* BEGIN *

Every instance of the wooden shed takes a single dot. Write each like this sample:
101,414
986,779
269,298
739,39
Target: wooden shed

* END *

WRITTEN INSTRUCTION: Retype the items above line for line, keeping every character as it appears.

WRITTEN REPLY:
Every instance of the wooden shed takes a single dot. Write each like this sample:
101,414
986,779
269,298
739,39
Target: wooden shed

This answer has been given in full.